Region pointing data
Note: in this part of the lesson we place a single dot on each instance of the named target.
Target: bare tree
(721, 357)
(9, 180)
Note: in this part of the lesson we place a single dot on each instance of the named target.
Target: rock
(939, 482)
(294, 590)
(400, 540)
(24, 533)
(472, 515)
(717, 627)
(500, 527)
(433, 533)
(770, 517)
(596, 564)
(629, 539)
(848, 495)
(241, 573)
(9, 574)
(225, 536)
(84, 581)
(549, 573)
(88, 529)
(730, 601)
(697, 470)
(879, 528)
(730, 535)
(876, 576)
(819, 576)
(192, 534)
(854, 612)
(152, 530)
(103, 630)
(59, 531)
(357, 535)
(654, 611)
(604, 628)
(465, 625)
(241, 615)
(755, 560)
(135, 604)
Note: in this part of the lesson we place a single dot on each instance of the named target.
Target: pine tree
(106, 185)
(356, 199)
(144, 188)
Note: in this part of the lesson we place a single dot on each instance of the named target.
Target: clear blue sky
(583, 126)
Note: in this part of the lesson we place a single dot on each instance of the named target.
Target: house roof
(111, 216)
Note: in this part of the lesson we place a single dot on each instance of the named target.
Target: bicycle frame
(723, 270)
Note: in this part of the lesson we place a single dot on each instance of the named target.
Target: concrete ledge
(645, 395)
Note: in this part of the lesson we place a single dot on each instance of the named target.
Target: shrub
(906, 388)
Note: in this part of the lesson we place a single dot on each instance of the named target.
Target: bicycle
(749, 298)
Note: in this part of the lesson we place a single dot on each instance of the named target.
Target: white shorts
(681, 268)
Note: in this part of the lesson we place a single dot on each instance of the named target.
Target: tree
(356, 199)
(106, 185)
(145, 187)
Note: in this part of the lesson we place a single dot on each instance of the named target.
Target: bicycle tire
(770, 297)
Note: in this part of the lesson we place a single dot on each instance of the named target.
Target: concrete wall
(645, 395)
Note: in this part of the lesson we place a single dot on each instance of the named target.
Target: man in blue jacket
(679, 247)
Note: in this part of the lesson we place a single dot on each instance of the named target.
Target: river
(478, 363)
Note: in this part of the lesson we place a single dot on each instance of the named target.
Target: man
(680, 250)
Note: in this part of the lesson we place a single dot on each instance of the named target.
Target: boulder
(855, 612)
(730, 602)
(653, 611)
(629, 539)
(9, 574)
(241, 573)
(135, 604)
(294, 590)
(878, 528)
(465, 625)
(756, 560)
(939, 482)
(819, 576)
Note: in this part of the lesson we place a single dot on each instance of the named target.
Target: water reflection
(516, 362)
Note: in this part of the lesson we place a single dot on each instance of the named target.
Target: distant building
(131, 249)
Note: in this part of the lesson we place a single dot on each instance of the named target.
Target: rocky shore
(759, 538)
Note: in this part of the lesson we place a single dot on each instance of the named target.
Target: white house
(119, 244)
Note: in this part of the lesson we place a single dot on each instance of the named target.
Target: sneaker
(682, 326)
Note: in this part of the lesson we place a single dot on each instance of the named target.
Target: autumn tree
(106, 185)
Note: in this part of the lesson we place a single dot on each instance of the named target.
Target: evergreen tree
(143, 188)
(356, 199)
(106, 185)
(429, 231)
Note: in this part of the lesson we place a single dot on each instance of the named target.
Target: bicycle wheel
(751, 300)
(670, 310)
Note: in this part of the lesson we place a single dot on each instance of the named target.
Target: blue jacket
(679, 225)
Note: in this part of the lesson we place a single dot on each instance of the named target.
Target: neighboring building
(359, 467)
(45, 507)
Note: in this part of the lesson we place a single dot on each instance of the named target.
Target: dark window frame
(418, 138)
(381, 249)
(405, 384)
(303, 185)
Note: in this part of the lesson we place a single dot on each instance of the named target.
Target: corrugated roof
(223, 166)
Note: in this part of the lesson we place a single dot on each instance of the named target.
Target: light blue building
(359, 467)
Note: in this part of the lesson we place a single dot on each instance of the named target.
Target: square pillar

## Work task
All of the data is to be transcribed exactly as written.

## Task result
Note: in this part of the lesson we place a single dot on each instance of the named target.
Target: bare tree
(721, 357)
(9, 180)
Note: in this part of the lesson we place a single dot on each instance of the named target.
Target: rock
(939, 482)
(294, 590)
(400, 540)
(24, 533)
(472, 515)
(717, 627)
(500, 527)
(433, 533)
(770, 517)
(596, 564)
(629, 539)
(848, 495)
(241, 573)
(9, 574)
(225, 536)
(84, 581)
(549, 573)
(88, 529)
(730, 601)
(697, 470)
(879, 528)
(730, 535)
(876, 576)
(819, 576)
(192, 534)
(854, 612)
(152, 530)
(103, 630)
(59, 531)
(357, 535)
(654, 611)
(604, 628)
(465, 625)
(241, 615)
(755, 560)
(135, 604)
Note: in this part of the lesson we place a single dot on each instance of the named target.
Target: pine tree
(106, 185)
(356, 199)
(144, 188)
Note: in this part of the lesson we place a single dot on each instance of the named target.
Target: clear blue sky
(583, 126)
Note: in this part of the lesson we place a single dot on each instance of the named target.
Target: house roof
(111, 216)
Note: in this part of the lesson we place a single dot on each instance of the named target.
Target: bicycle frame
(723, 270)
Note: in this part of the lesson we place a single dot on each instance of the named target.
Target: concrete ledge
(645, 395)
Note: in this part of the lesson we place a single dot on each instance of the named target.
Target: shrub
(906, 388)
Note: in this part of the lesson we place a single dot on each instance of the named target.
Target: bicycle
(749, 298)
Note: in this part of the lesson we place a single dot on each instance of the named target.
Target: white shorts
(681, 268)
Note: in this part of the lesson we place a single dot on each instance of the named target.
Target: tree
(356, 199)
(106, 185)
(145, 187)
Note: in this part of the lesson we place a single dot on each instance of the named target.
Target: bicycle tire
(770, 297)
Note: in this part of the lesson we place a single dot on each instance of the named target.
Target: concrete wall
(645, 395)
Note: in this part of the lesson we place a single dot on each instance of the named target.
Target: man in blue jacket
(679, 247)
Note: in this part of the lesson we place a single dot on each instance of the named target.
Target: river
(478, 363)
Note: in this part of the lesson we place a single dot on each instance of the named target.
Target: man
(680, 250)
Note: in this part of the lesson we place a single dot on each instance of the named target.
Target: boulder
(855, 612)
(730, 602)
(653, 611)
(629, 539)
(9, 574)
(241, 573)
(135, 604)
(294, 590)
(878, 528)
(465, 625)
(756, 560)
(939, 482)
(819, 576)
Note: in this part of the lesson we place a single dot on each instance of the named target.
Target: water reflection
(516, 362)
Note: in this part of the lesson we place a single dot on each instance of the named target.
Target: distant building
(131, 249)
Note: in this part of the lesson we place a single dot on each instance of the named target.
Target: rocky shore
(759, 538)
Note: in this part of the lesson we place a single dot on each instance of the named target.
Target: white house
(119, 244)
Note: in this part of the lesson we place a single dot on each instance of the named target.
Target: sneaker
(682, 326)
Note: in this part of the lesson we place a single dot on each instance of the named target.
Target: autumn tree
(106, 185)
Note: in this part of the lesson we place a single dot on each instance of the named target.
Target: evergreen tree
(143, 188)
(356, 199)
(106, 185)
(429, 231)
Note: in this part of the lesson we place a single dot on each instance of the named target.
Target: bicycle wheel
(751, 300)
(670, 310)
Note: in this part of the lesson we place a single dot on each instance of the named target.
Target: blue jacket
(679, 225)
Note: in this part of the lesson we place a single dot on each instance of the named target.
Target: neighboring building
(359, 467)
(45, 507)
Note: in this part of the lesson we place a single dot on each instance of the named target.
Target: dark window frame
(418, 138)
(381, 249)
(405, 384)
(303, 185)
Note: in this part of the lesson we place a single dot on each instance of the named target.
Target: corrugated roof
(223, 166)
Note: in this part of the lesson we place a single dot on each instance of the named target.
Target: light blue building
(359, 467)
Note: in this part of the lesson we place a single dot on each instance of the named target.
Target: square pillar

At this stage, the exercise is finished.